(Outline items for labeled areas)
----

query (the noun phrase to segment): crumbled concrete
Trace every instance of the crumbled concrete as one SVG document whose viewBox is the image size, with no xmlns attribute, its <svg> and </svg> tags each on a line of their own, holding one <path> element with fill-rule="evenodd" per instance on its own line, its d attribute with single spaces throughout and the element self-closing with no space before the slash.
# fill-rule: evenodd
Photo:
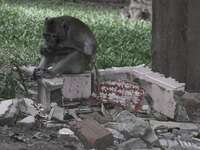
<svg viewBox="0 0 200 150">
<path fill-rule="evenodd" d="M 149 127 L 148 123 L 141 118 L 137 118 L 128 111 L 122 111 L 114 118 L 116 122 L 109 122 L 105 126 L 122 133 L 126 138 L 141 137 Z"/>
<path fill-rule="evenodd" d="M 17 99 L 0 101 L 0 125 L 13 125 L 18 114 Z"/>
<path fill-rule="evenodd" d="M 94 120 L 83 120 L 76 126 L 76 134 L 88 147 L 101 150 L 113 144 L 112 133 Z"/>
<path fill-rule="evenodd" d="M 147 144 L 140 138 L 132 138 L 118 146 L 117 150 L 147 149 Z"/>
<path fill-rule="evenodd" d="M 22 127 L 33 127 L 35 125 L 35 117 L 34 116 L 28 116 L 24 119 L 17 121 L 17 125 L 20 125 Z"/>
<path fill-rule="evenodd" d="M 152 129 L 155 129 L 159 126 L 164 126 L 168 128 L 180 128 L 184 130 L 198 130 L 198 126 L 193 123 L 188 122 L 171 122 L 171 121 L 156 121 L 156 120 L 150 120 L 150 125 Z"/>
<path fill-rule="evenodd" d="M 74 135 L 74 132 L 68 128 L 62 128 L 58 131 L 58 134 L 61 134 L 61 135 Z"/>
<path fill-rule="evenodd" d="M 36 116 L 39 113 L 39 110 L 34 107 L 34 102 L 31 99 L 23 98 L 18 103 L 18 107 L 21 113 L 26 115 Z"/>
<path fill-rule="evenodd" d="M 89 98 L 91 96 L 91 73 L 64 77 L 62 93 L 66 99 Z"/>
<path fill-rule="evenodd" d="M 106 129 L 112 133 L 115 145 L 120 144 L 126 140 L 124 135 L 121 134 L 119 131 L 117 131 L 115 129 L 111 129 L 111 128 L 106 128 Z"/>
<path fill-rule="evenodd" d="M 51 109 L 50 114 L 51 114 L 51 117 L 49 117 L 49 118 L 63 121 L 64 115 L 65 115 L 65 109 L 62 107 L 59 107 L 59 106 L 54 106 Z"/>
</svg>

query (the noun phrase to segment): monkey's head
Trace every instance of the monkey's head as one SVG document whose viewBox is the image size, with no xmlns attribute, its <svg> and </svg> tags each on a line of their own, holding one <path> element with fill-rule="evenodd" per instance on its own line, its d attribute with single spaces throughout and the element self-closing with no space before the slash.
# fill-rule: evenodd
<svg viewBox="0 0 200 150">
<path fill-rule="evenodd" d="M 55 48 L 66 38 L 65 27 L 59 18 L 46 18 L 44 23 L 43 37 L 45 45 Z"/>
</svg>

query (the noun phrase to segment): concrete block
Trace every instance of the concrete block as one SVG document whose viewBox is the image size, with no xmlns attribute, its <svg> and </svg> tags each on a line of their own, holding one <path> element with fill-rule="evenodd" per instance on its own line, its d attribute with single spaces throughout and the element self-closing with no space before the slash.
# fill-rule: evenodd
<svg viewBox="0 0 200 150">
<path fill-rule="evenodd" d="M 113 144 L 112 133 L 94 120 L 77 122 L 79 138 L 88 146 L 104 149 Z"/>
<path fill-rule="evenodd" d="M 66 99 L 89 98 L 91 96 L 91 73 L 65 76 L 62 93 Z"/>
<path fill-rule="evenodd" d="M 55 91 L 59 91 L 63 87 L 63 77 L 52 79 L 43 78 L 38 81 L 38 85 L 38 98 L 40 103 L 44 105 L 46 110 L 50 110 L 51 102 L 58 102 L 59 104 L 60 101 L 62 101 L 61 94 L 57 94 L 57 97 L 54 97 L 52 95 L 55 94 Z M 55 100 L 52 100 L 52 97 L 54 97 Z"/>
<path fill-rule="evenodd" d="M 38 84 L 38 97 L 46 110 L 50 110 L 51 102 L 62 106 L 66 99 L 88 98 L 91 95 L 91 73 L 43 78 L 38 81 Z"/>
<path fill-rule="evenodd" d="M 172 78 L 165 78 L 162 74 L 153 72 L 145 66 L 136 66 L 131 74 L 140 79 L 141 86 L 153 100 L 153 108 L 174 119 L 177 104 L 175 91 L 184 91 L 185 84 Z"/>
</svg>

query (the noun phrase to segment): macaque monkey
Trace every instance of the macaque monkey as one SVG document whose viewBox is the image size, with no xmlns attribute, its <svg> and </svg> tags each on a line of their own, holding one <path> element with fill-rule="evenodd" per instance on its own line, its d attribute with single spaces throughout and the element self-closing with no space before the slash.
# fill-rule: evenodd
<svg viewBox="0 0 200 150">
<path fill-rule="evenodd" d="M 35 80 L 58 74 L 77 74 L 88 70 L 96 55 L 96 39 L 89 27 L 77 18 L 46 18 L 44 43 Z"/>
</svg>

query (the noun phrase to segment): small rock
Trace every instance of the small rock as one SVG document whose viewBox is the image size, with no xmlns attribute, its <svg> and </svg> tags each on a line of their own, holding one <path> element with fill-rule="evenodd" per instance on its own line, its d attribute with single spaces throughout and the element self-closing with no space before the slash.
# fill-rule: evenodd
<svg viewBox="0 0 200 150">
<path fill-rule="evenodd" d="M 76 123 L 76 133 L 88 148 L 104 149 L 113 144 L 113 135 L 94 120 L 83 120 Z"/>
<path fill-rule="evenodd" d="M 109 122 L 105 126 L 121 132 L 126 138 L 141 137 L 149 127 L 143 119 L 126 110 L 119 113 L 114 120 L 116 122 Z"/>
<path fill-rule="evenodd" d="M 132 138 L 118 146 L 117 150 L 147 149 L 147 144 L 140 138 Z"/>
<path fill-rule="evenodd" d="M 20 121 L 17 122 L 18 125 L 23 127 L 33 127 L 35 125 L 35 117 L 28 116 Z"/>
<path fill-rule="evenodd" d="M 65 115 L 64 108 L 61 108 L 59 106 L 55 106 L 52 109 L 53 109 L 52 119 L 63 121 L 64 120 L 64 115 Z"/>
<path fill-rule="evenodd" d="M 68 128 L 62 128 L 58 131 L 61 135 L 74 135 L 74 132 Z"/>
<path fill-rule="evenodd" d="M 14 125 L 19 114 L 18 99 L 9 99 L 0 102 L 0 125 Z"/>
<path fill-rule="evenodd" d="M 124 135 L 118 132 L 117 130 L 111 128 L 106 128 L 106 129 L 112 133 L 115 145 L 120 144 L 126 140 Z"/>
<path fill-rule="evenodd" d="M 34 107 L 34 101 L 28 98 L 20 100 L 18 107 L 20 112 L 27 115 L 36 116 L 39 113 L 39 110 Z"/>
</svg>

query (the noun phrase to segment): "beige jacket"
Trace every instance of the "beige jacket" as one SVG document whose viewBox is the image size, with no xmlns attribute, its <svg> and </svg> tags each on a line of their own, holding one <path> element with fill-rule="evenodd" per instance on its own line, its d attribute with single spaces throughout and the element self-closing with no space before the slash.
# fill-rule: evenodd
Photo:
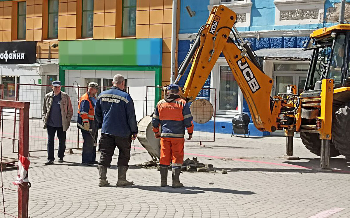
<svg viewBox="0 0 350 218">
<path fill-rule="evenodd" d="M 47 120 L 54 99 L 54 91 L 49 92 L 45 96 L 43 103 L 42 119 L 44 128 L 47 128 Z M 73 107 L 69 96 L 65 92 L 61 91 L 61 115 L 62 115 L 62 126 L 64 131 L 67 131 L 70 125 L 73 116 Z"/>
</svg>

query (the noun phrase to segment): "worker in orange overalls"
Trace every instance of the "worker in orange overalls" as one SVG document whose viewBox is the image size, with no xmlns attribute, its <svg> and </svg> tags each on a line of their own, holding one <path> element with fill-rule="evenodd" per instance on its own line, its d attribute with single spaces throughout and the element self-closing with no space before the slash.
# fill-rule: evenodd
<svg viewBox="0 0 350 218">
<path fill-rule="evenodd" d="M 152 118 L 152 125 L 156 138 L 160 137 L 160 186 L 167 185 L 168 168 L 172 163 L 173 188 L 182 187 L 179 176 L 183 162 L 185 127 L 192 138 L 193 123 L 190 108 L 178 95 L 179 87 L 171 84 L 168 87 L 168 95 L 157 104 Z M 161 126 L 161 133 L 159 127 Z"/>
</svg>

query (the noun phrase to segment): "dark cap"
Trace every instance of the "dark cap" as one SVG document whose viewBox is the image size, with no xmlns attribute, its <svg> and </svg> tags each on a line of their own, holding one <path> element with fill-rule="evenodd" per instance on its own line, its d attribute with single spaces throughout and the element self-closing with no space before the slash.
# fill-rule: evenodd
<svg viewBox="0 0 350 218">
<path fill-rule="evenodd" d="M 178 90 L 179 87 L 177 84 L 170 84 L 168 87 L 168 90 Z"/>
<path fill-rule="evenodd" d="M 61 86 L 61 82 L 58 80 L 56 80 L 52 82 L 52 84 L 51 85 L 52 86 Z"/>
</svg>

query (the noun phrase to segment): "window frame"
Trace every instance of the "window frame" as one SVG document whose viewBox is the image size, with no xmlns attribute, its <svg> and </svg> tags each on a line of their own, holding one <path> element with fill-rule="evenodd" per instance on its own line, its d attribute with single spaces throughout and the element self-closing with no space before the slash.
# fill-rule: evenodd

----

_Required work:_
Reproduce the listing, beginning at the line that contains "query (the noun phrase to segment): small" and stopping after the line that contains "58 131 L 61". Offset every number in the SVG answers, both the viewBox values and the path coordinates, by adding 48, and leave the request lines unchanged.

_Task response:_
query (the noun phrase to segment): small rock
Trace every instance of the small rock as one SVG document whose viewBox is the image size, with no xmlns attribute, its <svg> and </svg> tags each on a line of their own, holding one <path> element with fill-rule="evenodd" per instance on its own line, its d attribute with single spaces throughout and the element self-closing with no space before the slash.
# fill-rule: evenodd
<svg viewBox="48 48 248 198">
<path fill-rule="evenodd" d="M 124 171 L 124 181 L 136 196 L 152 197 L 161 192 L 161 183 L 142 168 L 131 168 Z"/>
<path fill-rule="evenodd" d="M 157 170 L 153 174 L 169 180 L 174 186 L 189 185 L 197 175 L 191 167 L 174 158 L 167 161 L 162 168 L 164 170 Z"/>
<path fill-rule="evenodd" d="M 180 186 L 166 194 L 165 198 L 195 197 L 195 192 L 188 186 Z"/>
<path fill-rule="evenodd" d="M 68 169 L 65 170 L 66 173 L 71 175 L 81 175 L 83 173 L 83 165 L 76 164 Z"/>
<path fill-rule="evenodd" d="M 113 163 L 112 156 L 109 156 L 107 154 L 103 154 L 100 157 L 101 157 L 100 167 L 111 169 L 112 168 L 112 163 Z"/>
<path fill-rule="evenodd" d="M 116 176 L 110 176 L 106 179 L 109 183 L 122 183 L 122 180 Z"/>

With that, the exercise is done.